* SET TASK A:
Answer these questions from the South Carolina flood post, marking your answers (i), (ii), (iii):
(i) How long has it been since the floods?
(ii) What broke and sent water down to flood homes and wash out roads?
(iii) How much will the man in the paper get back for his treasures and his house?
* SET TASK B:
Say whether each statement agrees with the South Carolina flood post. Answer yes or no and quote the words that decide it.
(i) The lakes along the road were natural lakes.
(ii) The man in the paper had flood insurance.
(iii) The writer feels fortunate to have escaped the floods.
* SET TASK C: Print the part of the South Carolina flood post starting at "It’s been two" and ending at "happen, but still.".

It’s been two months since the floods ravished South Carolina. I drove down one road, one of the hardest hit places, the other day and signs of its aftermath is very much evident. There are a string of lakes, man-made lakes, and the dams broke sending water down to flood homes and wash out roads. The lakes are now ghosts of their former selves, a series of puddles while construction crews tend to the victims. It’s really been an eye-opener and I count myself fortunate indeed to have escaped it all.

In the paper a man told of years of collected treasures lost to the flood. All he would get back from that and his house is $33,000. He had no flood insurance, but many people didn’t. Who would know a 1000 year event would land on our doorstep? It makes me think that when I move I’m making darn sure I’m way uphill from a potential flood event. Not that something else can’t happen, but still.

* SOURCE DATA:
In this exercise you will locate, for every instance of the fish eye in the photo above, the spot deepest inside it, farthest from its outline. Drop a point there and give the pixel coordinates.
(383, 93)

* PROBLEM SOLUTION A:
(i) Two months.
(ii) The dams of the man-made lakes.
(iii) $33,000.

* PROBLEM SOLUTION B:
(i) No: "There are a string of lakes, man-made lakes"
(ii) No: "He had no flood insurance"
(iii) Yes: "I count myself fortunate indeed to have escaped it all."

* PROBLEM SOLUTION C:
It’s been two months since the floods ravished South Carolina. I drove down one road, one of the hardest hit places, the other day and signs of its aftermath is very much evident. There are a string of lakes, man-made lakes, and the dams broke sending water down to flood homes and wash out roads. The lakes are now ghosts of their former selves, a series of puddles while construction crews tend to the victims. It’s really been an eye-opener and I count myself fortunate indeed to have escaped it all.

In the paper a man told of years of collected treasures lost to the flood. All he would get back from that and his house is $33,000. He had no flood insurance, but many people didn’t. Who would know a 1000 year event would land on our doorstep? It makes me think that when I move I’m making darn sure I’m way uphill from a potential flood event. Not that something else can’t happen, but still.